• Exercise brief
Write out each line of the material again, word for word.
──────── Records shown
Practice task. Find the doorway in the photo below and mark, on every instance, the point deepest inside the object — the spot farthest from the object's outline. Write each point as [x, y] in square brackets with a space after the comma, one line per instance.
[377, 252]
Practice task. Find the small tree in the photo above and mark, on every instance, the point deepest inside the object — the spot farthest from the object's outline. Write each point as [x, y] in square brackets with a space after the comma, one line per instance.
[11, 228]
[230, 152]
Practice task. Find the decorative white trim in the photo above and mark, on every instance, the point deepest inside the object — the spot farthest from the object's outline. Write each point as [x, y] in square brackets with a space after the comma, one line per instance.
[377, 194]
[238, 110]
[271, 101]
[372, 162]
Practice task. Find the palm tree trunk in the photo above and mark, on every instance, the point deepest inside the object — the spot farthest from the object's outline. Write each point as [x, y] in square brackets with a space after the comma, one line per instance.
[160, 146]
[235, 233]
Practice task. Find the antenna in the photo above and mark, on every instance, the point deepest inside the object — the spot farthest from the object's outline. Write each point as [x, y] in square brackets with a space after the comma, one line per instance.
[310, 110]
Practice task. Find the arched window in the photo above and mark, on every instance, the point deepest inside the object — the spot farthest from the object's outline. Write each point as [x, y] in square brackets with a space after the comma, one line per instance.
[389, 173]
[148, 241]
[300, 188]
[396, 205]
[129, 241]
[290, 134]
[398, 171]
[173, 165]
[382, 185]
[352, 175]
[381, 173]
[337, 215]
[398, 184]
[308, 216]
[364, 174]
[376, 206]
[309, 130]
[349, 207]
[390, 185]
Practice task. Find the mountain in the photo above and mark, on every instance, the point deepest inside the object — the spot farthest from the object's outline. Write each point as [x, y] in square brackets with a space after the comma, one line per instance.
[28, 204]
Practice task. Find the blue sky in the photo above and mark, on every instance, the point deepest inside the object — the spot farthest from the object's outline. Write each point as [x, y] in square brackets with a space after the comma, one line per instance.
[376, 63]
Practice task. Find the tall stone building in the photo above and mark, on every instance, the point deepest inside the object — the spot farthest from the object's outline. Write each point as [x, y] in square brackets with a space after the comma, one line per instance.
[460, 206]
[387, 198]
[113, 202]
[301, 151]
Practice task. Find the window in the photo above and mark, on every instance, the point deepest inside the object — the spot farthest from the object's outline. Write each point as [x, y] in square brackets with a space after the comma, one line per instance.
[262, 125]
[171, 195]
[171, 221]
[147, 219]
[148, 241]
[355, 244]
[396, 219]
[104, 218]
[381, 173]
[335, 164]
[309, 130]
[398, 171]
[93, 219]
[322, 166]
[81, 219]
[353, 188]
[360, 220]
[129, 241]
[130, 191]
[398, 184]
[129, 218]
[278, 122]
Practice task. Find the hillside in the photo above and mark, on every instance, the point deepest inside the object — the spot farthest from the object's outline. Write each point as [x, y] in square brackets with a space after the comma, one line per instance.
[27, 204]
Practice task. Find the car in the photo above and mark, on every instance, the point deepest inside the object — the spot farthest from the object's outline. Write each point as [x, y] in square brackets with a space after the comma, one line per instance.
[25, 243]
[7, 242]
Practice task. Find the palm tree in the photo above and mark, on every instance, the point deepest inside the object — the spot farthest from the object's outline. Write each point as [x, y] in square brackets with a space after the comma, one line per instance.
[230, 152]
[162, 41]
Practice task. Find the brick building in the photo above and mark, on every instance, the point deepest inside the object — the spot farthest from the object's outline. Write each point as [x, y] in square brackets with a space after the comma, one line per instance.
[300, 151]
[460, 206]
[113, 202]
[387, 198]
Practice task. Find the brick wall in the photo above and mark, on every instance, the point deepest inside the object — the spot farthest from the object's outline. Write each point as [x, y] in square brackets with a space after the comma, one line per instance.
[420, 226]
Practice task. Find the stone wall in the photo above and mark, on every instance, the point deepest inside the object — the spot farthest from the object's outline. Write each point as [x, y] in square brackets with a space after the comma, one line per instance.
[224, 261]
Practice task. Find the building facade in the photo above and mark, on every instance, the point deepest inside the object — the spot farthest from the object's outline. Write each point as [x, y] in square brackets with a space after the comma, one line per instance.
────────────────
• Exercise response
Practice task. Find the doorway in the photo below and mark, on every instance, the point deepest inside the object — the spot farthest from the object's outline. Write each point as [x, y] in square brackets with a space after the comma, one line per instance.
[377, 252]
Practice task. Find the small tree in the photo above and mark, on every instance, the point deepest inside the object — the spot farthest from the object's outline. Write each point as [x, y] in square brackets with a space after the comma, one line per instance.
[11, 228]
[230, 152]
Practice task. Find the decorative white trim in the photo above and mark, on every instance, the point deepest inside the object — the spot farthest from the object's outline. Write each point as [x, y] in square brackets with a space after the comma, one line per instance.
[377, 194]
[238, 110]
[271, 101]
[372, 162]
Practice task. Find the palm tree trunk in the photo above and mark, on every instance, the point deepest inside the object — the spot farthest from the object's outline. Write each point as [x, y] in square brackets with a space after the comma, one line per instance.
[160, 146]
[235, 233]
Practice task. Find the antenna in the photo above and mark, on every instance, the point deepest inside the object — the spot farthest from the object's outline. Write each point as [x, y] in square brackets with a space after the comma, one line per instance.
[310, 110]
Practice task. Find the arched window in the photo above and mark, on every instance, the point deepest inside the object — the spot farthest from the object's outline. Write each point as [x, y] in square brackets with a space after the comma, one line per instance.
[389, 173]
[148, 241]
[300, 188]
[396, 205]
[129, 241]
[290, 134]
[398, 171]
[173, 165]
[382, 185]
[352, 175]
[381, 173]
[337, 215]
[398, 184]
[308, 216]
[364, 174]
[376, 206]
[309, 130]
[349, 207]
[390, 185]
Practice task. Find the mountain in the photo above and mark, on every instance, the point deepest inside the object — the spot farthest from the object's outline. Write each point as [x, y] in square brackets with a space after the comma, one line per instance.
[28, 204]
Practice task. Find the blue sky in the photo above and mark, on every instance, the point deepest inside the object — the spot farthest from the object's outline. Write each point as [x, y] in square brackets with a space after the comma, one line per instance.
[376, 63]
Practice task. Find the tall stone building in the photo above and mark, on every instance, the point deepest inside the object — the spot farthest from the object's outline. Write each point as [x, y] in square brackets with a space after the comma, one line per instance.
[460, 206]
[387, 198]
[113, 202]
[301, 151]
Practice task. Find the window in the photo above and mark, on every instance, the point deepest inside the object — the spot farthest from the object's outline. Write each point as [x, y] in square brackets with a space after the comma, one line per instance.
[262, 125]
[171, 195]
[171, 221]
[147, 219]
[148, 241]
[355, 244]
[396, 219]
[104, 218]
[381, 173]
[335, 164]
[309, 130]
[398, 171]
[93, 219]
[322, 166]
[81, 219]
[353, 188]
[360, 220]
[129, 241]
[130, 191]
[398, 184]
[129, 218]
[278, 122]
Practice task. Find the hillside in the photo above and mark, on every instance, the point deepest inside the object — the spot farthest from the object's outline. Write each point as [x, y] in square brackets with a space after the comma, one line per instance.
[27, 204]
Practice task. Find the car in the photo above and mark, on every instance, the point deepest inside the object — the spot farthest from the object's outline. Write each point as [x, y] in square brackets with a space after the comma, one line per instance.
[25, 243]
[7, 242]
Practice task. Find the palm tree in the photo above and mark, on every instance, the point deepest inside the object — the spot farthest from the object's outline. Write each point as [x, y] in square brackets with a space after the comma, one line per instance.
[230, 152]
[162, 41]
Practice task. Find the brick building in the photo above and mark, on every instance, the point deepest inside the object — the spot farthest from the object's outline. Write each point as [x, y] in square brackets with a space after the comma, one line per instance.
[300, 151]
[460, 206]
[113, 202]
[387, 198]
Practice task. Find the brick wall in the photo above and mark, on every instance, the point deepest inside the object — the spot farthest from the object's outline. Write each point as [x, y] in square brackets with a space after the comma, one line per instance.
[420, 226]
Practice task. Find the stone wall in the photo above and mark, on every instance, the point deepest inside the object — the spot farthest from the object's outline. Write each point as [x, y] in square brackets with a space after the comma, one line per instance.
[224, 261]
Practice task. Find the building facade in the photo above and mark, on every instance, the point deepest inside the object — the spot farthest from the object's outline. Write each point as [x, y] in square brackets with a space after the comma, one line per instance.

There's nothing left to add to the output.